**PROVIDED INFORMATION:**

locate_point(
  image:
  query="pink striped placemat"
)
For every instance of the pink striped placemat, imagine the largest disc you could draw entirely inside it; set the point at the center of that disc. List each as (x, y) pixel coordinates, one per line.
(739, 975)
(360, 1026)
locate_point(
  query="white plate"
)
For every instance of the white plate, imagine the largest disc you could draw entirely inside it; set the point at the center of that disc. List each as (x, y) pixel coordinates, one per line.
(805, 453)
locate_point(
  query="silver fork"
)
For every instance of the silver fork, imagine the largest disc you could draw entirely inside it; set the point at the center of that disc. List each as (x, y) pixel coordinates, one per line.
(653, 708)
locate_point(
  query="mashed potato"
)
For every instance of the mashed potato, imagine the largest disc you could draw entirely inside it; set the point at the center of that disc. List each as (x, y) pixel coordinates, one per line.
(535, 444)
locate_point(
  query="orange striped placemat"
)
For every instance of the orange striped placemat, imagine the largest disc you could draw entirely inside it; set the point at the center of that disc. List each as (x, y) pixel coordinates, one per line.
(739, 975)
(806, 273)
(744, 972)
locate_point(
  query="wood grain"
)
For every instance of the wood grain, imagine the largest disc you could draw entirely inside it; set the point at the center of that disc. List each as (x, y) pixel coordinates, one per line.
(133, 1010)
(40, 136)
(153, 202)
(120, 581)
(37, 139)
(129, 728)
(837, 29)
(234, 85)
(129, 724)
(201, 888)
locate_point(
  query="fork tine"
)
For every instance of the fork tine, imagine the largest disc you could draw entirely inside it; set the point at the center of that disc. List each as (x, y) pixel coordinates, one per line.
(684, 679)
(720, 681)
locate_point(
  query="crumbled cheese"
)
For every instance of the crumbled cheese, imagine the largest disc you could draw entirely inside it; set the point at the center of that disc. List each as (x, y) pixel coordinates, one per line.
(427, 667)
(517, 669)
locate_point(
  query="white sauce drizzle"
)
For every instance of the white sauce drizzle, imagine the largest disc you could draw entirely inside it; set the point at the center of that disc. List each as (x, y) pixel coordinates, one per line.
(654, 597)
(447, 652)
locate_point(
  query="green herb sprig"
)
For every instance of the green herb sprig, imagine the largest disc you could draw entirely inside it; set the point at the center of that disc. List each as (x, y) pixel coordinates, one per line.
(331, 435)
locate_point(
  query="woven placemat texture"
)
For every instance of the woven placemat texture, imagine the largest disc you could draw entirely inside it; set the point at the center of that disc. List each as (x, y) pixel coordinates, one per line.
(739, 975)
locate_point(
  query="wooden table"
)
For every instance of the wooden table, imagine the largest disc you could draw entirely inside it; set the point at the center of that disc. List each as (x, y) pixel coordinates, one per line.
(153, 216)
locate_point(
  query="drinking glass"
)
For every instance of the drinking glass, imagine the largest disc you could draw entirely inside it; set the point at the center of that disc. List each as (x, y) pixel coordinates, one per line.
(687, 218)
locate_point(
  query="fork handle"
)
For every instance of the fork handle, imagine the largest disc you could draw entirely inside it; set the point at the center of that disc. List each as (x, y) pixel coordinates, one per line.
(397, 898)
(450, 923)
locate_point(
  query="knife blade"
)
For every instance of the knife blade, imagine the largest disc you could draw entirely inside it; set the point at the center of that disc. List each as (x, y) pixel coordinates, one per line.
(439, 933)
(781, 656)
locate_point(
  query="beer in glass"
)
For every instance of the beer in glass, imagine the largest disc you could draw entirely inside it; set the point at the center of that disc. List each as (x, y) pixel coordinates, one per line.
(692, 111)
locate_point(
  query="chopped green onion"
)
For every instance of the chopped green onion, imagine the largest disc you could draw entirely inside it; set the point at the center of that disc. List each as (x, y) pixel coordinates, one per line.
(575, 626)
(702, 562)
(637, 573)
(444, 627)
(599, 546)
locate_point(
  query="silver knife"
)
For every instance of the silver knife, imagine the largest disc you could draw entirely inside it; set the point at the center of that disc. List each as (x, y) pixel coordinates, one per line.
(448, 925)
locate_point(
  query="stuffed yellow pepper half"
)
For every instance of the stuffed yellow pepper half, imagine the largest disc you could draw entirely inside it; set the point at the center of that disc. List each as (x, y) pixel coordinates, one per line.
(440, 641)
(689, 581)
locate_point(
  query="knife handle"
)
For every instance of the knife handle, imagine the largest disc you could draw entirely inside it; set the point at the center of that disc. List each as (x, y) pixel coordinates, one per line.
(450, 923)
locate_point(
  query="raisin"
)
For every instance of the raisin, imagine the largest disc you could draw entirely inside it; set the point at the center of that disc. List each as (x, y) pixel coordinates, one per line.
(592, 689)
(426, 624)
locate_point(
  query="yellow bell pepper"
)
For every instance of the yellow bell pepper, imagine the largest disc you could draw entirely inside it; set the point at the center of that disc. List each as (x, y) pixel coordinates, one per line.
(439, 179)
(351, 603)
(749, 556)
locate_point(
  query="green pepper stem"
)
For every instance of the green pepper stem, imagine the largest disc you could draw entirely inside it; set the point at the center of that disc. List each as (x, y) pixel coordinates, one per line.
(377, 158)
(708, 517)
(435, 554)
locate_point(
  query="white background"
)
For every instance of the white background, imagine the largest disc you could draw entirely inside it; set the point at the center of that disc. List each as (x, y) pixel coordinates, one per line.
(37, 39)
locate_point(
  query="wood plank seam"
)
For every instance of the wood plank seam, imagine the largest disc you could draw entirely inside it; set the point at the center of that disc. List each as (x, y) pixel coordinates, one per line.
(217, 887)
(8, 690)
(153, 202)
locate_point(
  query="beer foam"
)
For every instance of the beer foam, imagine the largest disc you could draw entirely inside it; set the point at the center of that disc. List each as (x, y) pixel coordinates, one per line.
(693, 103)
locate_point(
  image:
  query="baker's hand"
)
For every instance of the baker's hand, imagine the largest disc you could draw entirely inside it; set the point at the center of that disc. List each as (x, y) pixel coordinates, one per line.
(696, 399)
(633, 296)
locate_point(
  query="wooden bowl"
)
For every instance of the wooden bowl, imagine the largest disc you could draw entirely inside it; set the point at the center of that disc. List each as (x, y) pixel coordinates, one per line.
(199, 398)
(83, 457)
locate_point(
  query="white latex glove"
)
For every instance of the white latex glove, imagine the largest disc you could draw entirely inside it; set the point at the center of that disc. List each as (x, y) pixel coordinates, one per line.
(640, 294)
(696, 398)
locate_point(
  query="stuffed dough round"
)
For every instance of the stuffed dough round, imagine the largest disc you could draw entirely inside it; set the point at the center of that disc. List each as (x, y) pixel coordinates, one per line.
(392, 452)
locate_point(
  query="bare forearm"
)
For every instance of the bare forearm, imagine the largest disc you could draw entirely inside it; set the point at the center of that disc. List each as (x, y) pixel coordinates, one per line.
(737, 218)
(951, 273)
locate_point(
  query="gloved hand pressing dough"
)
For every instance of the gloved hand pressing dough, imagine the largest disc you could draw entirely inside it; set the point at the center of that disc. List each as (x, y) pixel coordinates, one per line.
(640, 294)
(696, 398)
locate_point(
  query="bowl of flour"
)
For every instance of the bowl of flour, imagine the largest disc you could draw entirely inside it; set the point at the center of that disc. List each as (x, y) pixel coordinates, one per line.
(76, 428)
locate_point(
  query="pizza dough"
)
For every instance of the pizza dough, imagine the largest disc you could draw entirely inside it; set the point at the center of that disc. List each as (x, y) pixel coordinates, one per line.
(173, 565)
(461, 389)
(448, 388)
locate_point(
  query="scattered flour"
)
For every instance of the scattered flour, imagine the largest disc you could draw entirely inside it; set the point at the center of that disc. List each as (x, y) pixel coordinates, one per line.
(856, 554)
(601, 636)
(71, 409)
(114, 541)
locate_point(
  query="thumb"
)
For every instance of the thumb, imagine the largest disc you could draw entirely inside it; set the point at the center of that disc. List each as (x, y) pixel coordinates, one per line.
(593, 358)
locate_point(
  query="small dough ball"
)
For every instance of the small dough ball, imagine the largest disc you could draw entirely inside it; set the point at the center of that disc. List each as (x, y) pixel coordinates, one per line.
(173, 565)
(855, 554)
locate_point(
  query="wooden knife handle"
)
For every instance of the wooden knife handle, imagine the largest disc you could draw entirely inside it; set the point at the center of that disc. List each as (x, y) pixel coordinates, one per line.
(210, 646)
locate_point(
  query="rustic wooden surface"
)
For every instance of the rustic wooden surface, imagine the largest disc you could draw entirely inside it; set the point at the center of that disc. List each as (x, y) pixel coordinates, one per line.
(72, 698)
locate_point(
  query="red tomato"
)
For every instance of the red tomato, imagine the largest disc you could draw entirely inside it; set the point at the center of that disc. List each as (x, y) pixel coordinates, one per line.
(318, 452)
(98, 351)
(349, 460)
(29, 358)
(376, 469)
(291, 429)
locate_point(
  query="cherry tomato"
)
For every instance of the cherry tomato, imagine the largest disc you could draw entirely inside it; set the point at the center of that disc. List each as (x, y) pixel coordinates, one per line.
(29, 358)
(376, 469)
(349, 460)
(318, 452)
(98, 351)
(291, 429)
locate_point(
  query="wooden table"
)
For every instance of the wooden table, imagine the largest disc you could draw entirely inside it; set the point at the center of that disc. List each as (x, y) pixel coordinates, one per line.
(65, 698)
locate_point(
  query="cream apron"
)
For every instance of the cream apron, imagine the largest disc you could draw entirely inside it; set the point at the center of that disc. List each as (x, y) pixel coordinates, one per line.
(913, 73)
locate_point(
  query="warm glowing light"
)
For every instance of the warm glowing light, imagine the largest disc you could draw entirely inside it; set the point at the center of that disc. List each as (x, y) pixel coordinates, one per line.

**OBJECTIVE:**
Please copy out, unchanged, the lines from the very first one to the line with "(360, 1026)", including both.

**ANSWER BELOW:**
locate_point(
  image:
  query="pink striped placemat"
)
For every instance of the pink striped placemat, imagine the largest disc you could draw entirely inside it; set the point at the center of that disc. List each as (x, y) pixel coordinates, one per line.
(739, 975)
(360, 1026)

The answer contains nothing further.